• _Task goal_
Arrange the rows below as a numbered list, omitting blank lines and leaving out the pictures.

• _Data shown_

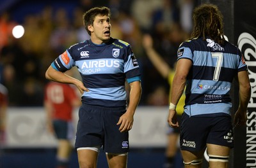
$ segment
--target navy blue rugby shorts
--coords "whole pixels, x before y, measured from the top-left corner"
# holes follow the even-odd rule
[[[180,146],[182,150],[199,151],[206,144],[234,147],[231,116],[190,116],[183,113],[181,119]]]
[[[52,124],[58,139],[72,140],[74,139],[74,130],[72,122],[54,120]]]
[[[120,132],[116,123],[126,112],[125,107],[105,108],[83,104],[75,148],[103,146],[105,152],[122,153],[129,151],[129,133]]]

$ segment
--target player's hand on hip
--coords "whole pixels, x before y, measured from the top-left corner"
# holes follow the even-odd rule
[[[168,118],[167,122],[170,124],[170,125],[172,127],[178,127],[179,122],[177,120],[177,113],[175,109],[170,109],[169,110],[169,116]]]
[[[131,130],[133,124],[133,116],[130,116],[127,113],[122,115],[119,118],[116,125],[120,125],[119,130],[124,132]]]

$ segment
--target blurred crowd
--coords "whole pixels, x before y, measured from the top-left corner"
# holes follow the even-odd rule
[[[90,38],[82,15],[97,6],[111,9],[111,36],[129,43],[140,62],[143,89],[140,105],[167,105],[168,82],[145,55],[141,39],[150,34],[155,49],[173,67],[179,45],[192,30],[191,14],[196,3],[196,0],[81,0],[72,10],[47,4],[36,14],[26,15],[22,23],[11,19],[8,10],[2,12],[0,83],[8,90],[9,106],[43,106],[47,68],[70,46]],[[12,30],[18,24],[24,26],[25,33],[15,39]]]

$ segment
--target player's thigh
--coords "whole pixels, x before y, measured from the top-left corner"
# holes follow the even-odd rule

• _Complete response_
1. $ segment
2. --target navy blue rugby shorts
3. --coords "whole pixels, x before y, measured from the top-left corner"
4. # holes follow the even-odd rule
5. [[[180,146],[182,150],[199,151],[206,144],[234,147],[231,116],[190,116],[183,113],[181,119]]]
6. [[[52,124],[58,139],[72,140],[74,139],[74,130],[72,122],[54,120]]]
7. [[[120,132],[116,123],[126,112],[125,107],[105,108],[83,104],[75,148],[103,146],[105,152],[122,153],[129,151],[129,133]]]
8. $ segment
9. --target player's hand on hip
10. --coords "whole pixels, x before y, measured from the top-left corner"
11. # holes follow the even-odd rule
12. [[[168,118],[167,122],[170,124],[170,125],[172,127],[178,127],[179,122],[177,120],[177,113],[175,109],[170,109],[169,110],[169,116]]]
13. [[[131,130],[133,124],[133,116],[130,116],[127,113],[122,115],[119,118],[116,125],[120,125],[119,130],[124,132]]]
14. $ segment
15. --target blurred crowd
16. --coords "whole pixels, x before y, measured from the top-left corner"
17. # holes follow the even-odd rule
18. [[[90,38],[82,15],[97,6],[111,9],[111,36],[129,43],[140,62],[143,89],[140,105],[167,105],[168,82],[145,55],[141,39],[150,34],[155,49],[173,67],[179,45],[192,30],[191,14],[196,3],[196,0],[81,0],[72,10],[47,4],[36,14],[26,15],[22,23],[11,19],[8,10],[2,12],[0,83],[8,90],[9,106],[43,106],[47,68],[70,46]],[[12,30],[18,24],[24,26],[25,33],[15,39]]]
19. $ segment
20. --target player's thigh
21. --coords "whole pixels, x before y, measured from the top-left corner"
22. # holes follow the even-odd rule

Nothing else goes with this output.